Would you restate, exactly as they appear, the lines from the one containing "[point] every instance of the ceiling air" through the end of the data below?

── DATA IN THIS EXERCISE ──

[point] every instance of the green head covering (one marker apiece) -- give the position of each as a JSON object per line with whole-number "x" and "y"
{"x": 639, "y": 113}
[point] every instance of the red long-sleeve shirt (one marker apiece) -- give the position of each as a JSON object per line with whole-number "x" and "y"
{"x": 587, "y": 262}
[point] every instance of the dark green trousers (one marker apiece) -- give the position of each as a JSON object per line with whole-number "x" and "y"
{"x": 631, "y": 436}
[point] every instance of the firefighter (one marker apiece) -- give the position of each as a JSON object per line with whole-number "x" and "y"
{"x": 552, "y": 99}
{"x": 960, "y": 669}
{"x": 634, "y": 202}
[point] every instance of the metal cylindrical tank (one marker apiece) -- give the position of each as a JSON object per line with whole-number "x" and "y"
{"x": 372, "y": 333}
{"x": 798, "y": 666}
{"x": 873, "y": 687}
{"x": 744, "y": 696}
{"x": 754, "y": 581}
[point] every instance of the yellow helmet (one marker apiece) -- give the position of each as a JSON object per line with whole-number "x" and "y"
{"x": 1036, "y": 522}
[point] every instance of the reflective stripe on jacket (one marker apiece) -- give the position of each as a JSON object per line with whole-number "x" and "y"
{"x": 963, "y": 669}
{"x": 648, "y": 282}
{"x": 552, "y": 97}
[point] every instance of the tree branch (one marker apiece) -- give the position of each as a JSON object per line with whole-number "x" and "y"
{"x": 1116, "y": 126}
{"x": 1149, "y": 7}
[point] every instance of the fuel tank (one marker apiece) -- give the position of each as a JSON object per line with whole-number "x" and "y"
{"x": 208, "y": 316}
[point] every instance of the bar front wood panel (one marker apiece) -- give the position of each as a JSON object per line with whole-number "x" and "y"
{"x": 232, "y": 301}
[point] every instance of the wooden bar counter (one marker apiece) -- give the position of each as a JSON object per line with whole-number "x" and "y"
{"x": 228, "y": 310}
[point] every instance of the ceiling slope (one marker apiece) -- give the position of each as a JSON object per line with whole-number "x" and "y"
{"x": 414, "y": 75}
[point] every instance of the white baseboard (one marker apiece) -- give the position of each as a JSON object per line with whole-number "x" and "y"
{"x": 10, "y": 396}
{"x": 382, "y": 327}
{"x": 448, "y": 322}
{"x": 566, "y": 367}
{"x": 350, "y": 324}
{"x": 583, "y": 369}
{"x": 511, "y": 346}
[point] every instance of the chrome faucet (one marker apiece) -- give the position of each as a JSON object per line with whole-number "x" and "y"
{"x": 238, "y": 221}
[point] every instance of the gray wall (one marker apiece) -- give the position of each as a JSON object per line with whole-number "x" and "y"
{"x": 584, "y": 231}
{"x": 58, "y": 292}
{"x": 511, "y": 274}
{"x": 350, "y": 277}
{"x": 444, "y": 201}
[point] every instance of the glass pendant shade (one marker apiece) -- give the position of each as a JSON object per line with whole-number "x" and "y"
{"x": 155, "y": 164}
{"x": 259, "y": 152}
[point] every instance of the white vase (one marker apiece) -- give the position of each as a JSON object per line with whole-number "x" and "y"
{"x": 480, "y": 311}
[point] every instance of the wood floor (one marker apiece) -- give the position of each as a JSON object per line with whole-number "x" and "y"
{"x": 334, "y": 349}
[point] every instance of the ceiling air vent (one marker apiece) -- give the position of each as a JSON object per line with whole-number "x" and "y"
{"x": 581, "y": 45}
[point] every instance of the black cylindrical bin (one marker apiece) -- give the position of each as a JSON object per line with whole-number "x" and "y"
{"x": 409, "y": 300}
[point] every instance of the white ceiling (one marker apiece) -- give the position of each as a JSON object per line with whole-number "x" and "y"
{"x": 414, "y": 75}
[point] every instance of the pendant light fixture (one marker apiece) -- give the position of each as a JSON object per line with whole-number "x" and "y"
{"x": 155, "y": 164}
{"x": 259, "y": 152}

───

CORRECT ANSWER:
[point] every instance of the ceiling air vent (one marker apiece) -- give the position of each as a JSON object per line with whole-number "x" and "y"
{"x": 581, "y": 45}
[point] every instance of the black cylindrical bin (one marker apiece) -- give the position of each as a JSON object per line with whole-number "x" and "y"
{"x": 409, "y": 300}
[point] every instance of the white ceiling (one marker apiece) -- give the position of each as a JSON object per line with whole-number "x" and "y"
{"x": 414, "y": 75}
[point] every instance of the pendant light fixture (one marker apiece) -- give the position of each as a JSON object per line with whole-number "x" and "y"
{"x": 155, "y": 164}
{"x": 259, "y": 152}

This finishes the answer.